» **Given task**
Rewrite the records below with every "single-line list" changed to "one-line list" and everything else left the same.
== Supplied data ==
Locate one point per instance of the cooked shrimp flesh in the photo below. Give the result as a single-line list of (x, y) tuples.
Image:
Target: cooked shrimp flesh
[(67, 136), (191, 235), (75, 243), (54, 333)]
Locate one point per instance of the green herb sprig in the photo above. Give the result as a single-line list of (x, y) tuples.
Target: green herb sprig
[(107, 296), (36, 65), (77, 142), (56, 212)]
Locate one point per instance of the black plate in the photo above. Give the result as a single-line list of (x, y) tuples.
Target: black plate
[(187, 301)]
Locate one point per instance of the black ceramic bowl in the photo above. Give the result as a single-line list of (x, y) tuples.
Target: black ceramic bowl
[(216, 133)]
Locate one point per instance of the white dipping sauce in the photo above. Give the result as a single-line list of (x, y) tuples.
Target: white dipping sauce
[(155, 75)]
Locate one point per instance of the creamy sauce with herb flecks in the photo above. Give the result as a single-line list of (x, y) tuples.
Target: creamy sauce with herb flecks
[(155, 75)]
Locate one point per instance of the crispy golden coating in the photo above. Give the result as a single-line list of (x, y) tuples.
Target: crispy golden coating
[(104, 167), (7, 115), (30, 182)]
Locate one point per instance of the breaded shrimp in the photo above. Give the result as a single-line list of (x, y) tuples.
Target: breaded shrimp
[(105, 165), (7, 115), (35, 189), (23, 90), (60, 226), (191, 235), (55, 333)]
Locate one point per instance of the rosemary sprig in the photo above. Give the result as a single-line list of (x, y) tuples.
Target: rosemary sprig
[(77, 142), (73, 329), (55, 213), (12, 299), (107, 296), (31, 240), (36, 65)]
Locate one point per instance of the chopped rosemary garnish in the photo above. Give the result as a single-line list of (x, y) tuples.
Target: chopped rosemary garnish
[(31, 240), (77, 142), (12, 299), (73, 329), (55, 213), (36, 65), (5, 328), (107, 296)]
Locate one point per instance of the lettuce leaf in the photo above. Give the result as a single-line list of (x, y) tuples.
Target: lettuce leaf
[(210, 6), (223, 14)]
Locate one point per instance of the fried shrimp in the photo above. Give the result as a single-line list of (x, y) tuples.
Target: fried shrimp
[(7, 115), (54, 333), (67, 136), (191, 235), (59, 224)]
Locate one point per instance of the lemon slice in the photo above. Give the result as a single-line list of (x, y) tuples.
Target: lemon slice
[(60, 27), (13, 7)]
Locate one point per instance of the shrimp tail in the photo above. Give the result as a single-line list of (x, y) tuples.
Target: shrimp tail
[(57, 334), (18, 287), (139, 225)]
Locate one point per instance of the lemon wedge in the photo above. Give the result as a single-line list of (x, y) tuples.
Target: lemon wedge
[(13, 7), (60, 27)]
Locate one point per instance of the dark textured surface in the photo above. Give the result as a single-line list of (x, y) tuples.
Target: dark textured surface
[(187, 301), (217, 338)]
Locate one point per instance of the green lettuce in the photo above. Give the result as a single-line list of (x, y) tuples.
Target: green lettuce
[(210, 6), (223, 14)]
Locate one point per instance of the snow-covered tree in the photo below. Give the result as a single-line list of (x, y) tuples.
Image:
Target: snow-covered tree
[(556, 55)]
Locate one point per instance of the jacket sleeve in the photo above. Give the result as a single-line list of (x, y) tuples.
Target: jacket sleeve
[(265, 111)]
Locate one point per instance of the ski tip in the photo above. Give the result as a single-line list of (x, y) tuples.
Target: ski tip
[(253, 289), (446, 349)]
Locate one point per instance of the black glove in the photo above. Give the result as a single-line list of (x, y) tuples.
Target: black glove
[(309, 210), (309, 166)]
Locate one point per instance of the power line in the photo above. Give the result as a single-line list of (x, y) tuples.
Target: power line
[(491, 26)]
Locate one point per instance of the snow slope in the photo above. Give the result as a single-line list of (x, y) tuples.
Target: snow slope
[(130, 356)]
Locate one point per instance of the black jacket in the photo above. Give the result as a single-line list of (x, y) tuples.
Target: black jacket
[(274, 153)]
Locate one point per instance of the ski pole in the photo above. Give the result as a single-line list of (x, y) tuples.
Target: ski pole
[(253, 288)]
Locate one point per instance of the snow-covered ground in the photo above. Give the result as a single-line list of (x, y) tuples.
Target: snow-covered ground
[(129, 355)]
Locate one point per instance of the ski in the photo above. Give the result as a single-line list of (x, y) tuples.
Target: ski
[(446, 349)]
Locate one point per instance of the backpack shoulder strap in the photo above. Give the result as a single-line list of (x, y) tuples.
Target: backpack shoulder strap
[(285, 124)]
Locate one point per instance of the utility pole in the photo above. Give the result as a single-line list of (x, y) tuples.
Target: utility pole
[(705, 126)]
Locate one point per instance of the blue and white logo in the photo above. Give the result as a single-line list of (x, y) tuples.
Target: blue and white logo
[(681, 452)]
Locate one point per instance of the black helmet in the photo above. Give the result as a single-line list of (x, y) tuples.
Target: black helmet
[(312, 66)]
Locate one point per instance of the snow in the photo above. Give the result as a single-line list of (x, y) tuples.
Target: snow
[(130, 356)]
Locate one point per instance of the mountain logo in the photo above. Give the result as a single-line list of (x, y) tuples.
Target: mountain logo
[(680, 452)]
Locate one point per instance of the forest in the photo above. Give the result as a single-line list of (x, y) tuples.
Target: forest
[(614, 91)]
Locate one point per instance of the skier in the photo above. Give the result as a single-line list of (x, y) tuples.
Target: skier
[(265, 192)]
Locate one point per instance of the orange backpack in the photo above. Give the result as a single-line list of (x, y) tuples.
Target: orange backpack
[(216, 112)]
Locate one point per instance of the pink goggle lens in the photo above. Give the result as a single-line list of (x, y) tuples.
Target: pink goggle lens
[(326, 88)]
===
» **Full answer**
Locate one point per instance of the cooked shrimp flesh in the photo below. Give the result as a one-line list of (x, y) tuples.
Image:
Target: cooked shrimp flesh
[(67, 136), (191, 235), (75, 243), (54, 333)]
Locate one point per instance of the green herb sprig in the photo above. Give the result as a one-line list of (x, y) tuples.
Target: green herb sprig
[(107, 296), (36, 65), (77, 142), (56, 212)]
Locate one point per instance of the black plate in the photo above. Give the result as a one-line list of (x, y) tuples.
Target: black plate
[(187, 301)]
Locate one point per instance of the black ceramic bowl in the photo above. Give the result as a one-line list of (x, y) tuples.
Target: black ceramic bowl
[(216, 133)]
Locate one point per instance of the white dipping sauce in the photo above. Give the result as a one-line list of (x, y) tuples.
Target: white dipping sauce
[(155, 75)]
Locate one point per instance of the creamy sauce with herb flecks in the photo above. Give the result as a one-line list of (x, y) tuples.
Target: creamy sauce with herb flecks
[(155, 75)]
Locate one point per instance of the crispy golden coating in the photo above. Give the result as a one-line list of (x, y) tuples.
Target: crispy golden coating
[(104, 167), (7, 115), (30, 182)]
Locate one point per instance of the breaded shrimp in the photo above. Give the result as a one-line list of (x, y) tuples.
Target: breaded shrimp
[(105, 165), (7, 115), (35, 189), (23, 90), (60, 226), (191, 235), (55, 333)]
Locate one point per instance of the rosemary sprig in the photo above. Give the result as a one-line list of (x, y) tuples.
Target: rosemary sprig
[(77, 142), (73, 329), (55, 213), (12, 299), (107, 296), (31, 240), (36, 65)]
Locate one point per instance of the chopped rosemary garnish in the photo above. Give the result as a one-line list of (x, y) tuples.
Target: chopped rosemary garnish
[(31, 240), (77, 142), (12, 299), (73, 329), (55, 213), (36, 65), (5, 328), (107, 296)]
Locate one point per instance of the lettuce leaf in the photo above. Give the result as a one-line list of (x, y) tuples.
Target: lettuce leaf
[(210, 6), (223, 14)]
Locate one point per instance of the fried shrimp in the photo above. Give the result as a one-line list of (x, y) tuples.
Target: fried shrimp
[(7, 115), (54, 333), (67, 136), (191, 235), (59, 224)]
Locate one point per instance of the lemon slice in the photo above. Give the result as a one-line list of (x, y) tuples.
Target: lemon slice
[(60, 27), (13, 7)]
Locate one point per instance of the shrimp tail in the photo above. Give the result as a one-line list of (x, y) tuples.
Target: shrimp tail
[(57, 334), (18, 287), (139, 225)]
Locate one point per instance of the lemon wedge in the photo above. Give the result as a one-line list of (x, y) tuples.
Target: lemon wedge
[(13, 7), (60, 27)]
Locate one point per instance of the dark textured surface in the photo above. Give the result as a one-line list of (x, y) tuples.
Target: dark textured surface
[(187, 301), (217, 338)]
Locate one point per instance of the green lettuce in the photo above. Give the result as a one-line list of (x, y) tuples.
Target: green lettuce
[(210, 6), (223, 14)]
Locate one point per instance of the snow-covered tree in the photo below. Give the result as a one-line list of (x, y) tuples.
Image:
Target: snow-covered tree
[(556, 55)]
Locate one point per instance of the jacket sleeve in the photo above. Give the result as a one-line list of (x, y) tuples.
Target: jacket sleeve
[(265, 111)]
Locate one point per instance of the ski tip in the photo above. Give the result as a one-line list of (x, y) tuples.
Target: ski tip
[(253, 289), (446, 349)]
Locate one point per instance of the black glove in the photo above. Give the result as a one-line list of (x, y) tuples.
Target: black glove
[(309, 210), (309, 166)]
Locate one point per instance of the power line in the photo above. Give the result as a one-line list of (x, y) tuples.
Target: power line
[(491, 26)]
Locate one point per instance of the snow slope in the photo above. Give the result as a one-line list of (x, y) tuples.
Target: snow slope
[(130, 356)]
Locate one point per instance of the black jacket in the photo above. Give the result as a one-line list of (x, y) tuples.
Target: black jacket
[(274, 153)]
Locate one point per instance of the ski pole in the photo above. Give the result as a one-line list of (x, y) tuples.
Target: ski pole
[(253, 288)]
Locate one point per instance of the snow-covered ground in the photo above. Give the result as a one-line list of (x, y) tuples.
Target: snow-covered ground
[(129, 355)]
Locate one point per instance of the ski in the photo above. Give the result as a one-line list of (x, y) tuples.
Target: ski
[(446, 349)]
Locate one point per instance of the backpack shoulder strap in the photo above. Give the result as a one-line list of (x, y) tuples.
Target: backpack shoulder strap
[(285, 124)]
Locate one point per instance of the utility pole in the photo above. Give the result as a one-line list of (x, y) tuples.
Target: utility pole
[(705, 126)]
Locate one point per instance of the blue and white logo in the photo above. Give the result as a one-line list of (x, y) tuples.
Target: blue and white logo
[(681, 452)]
Locate one point per instance of the black helmet in the photo above. Give the result as a one-line list of (x, y) tuples.
Target: black helmet
[(312, 66)]
Locate one point per instance of the snow in the photo above. Give the result as a one-line list of (x, y) tuples.
Target: snow
[(130, 356)]
Locate one point per instance of the mountain logo in the photo above. Give the result as a one-line list of (x, y) tuples.
Target: mountain logo
[(680, 452)]
Locate one point per instance of the forest in the photo above. Give the result as a one-line list of (x, y) tuples.
Target: forest
[(614, 91)]
Locate one point per instance of the skier in the photo above. Give the result as a one-line list of (x, y) tuples.
Target: skier
[(265, 192)]
Locate one point per instance of the orange backpack in the photo above. Give the result as a one-line list of (x, y) tuples.
Target: orange backpack
[(216, 112)]
Locate one point per instance of the pink goggle lens in the photo above. Give the result as a one-line list of (x, y) tuples.
Target: pink goggle lens
[(326, 88)]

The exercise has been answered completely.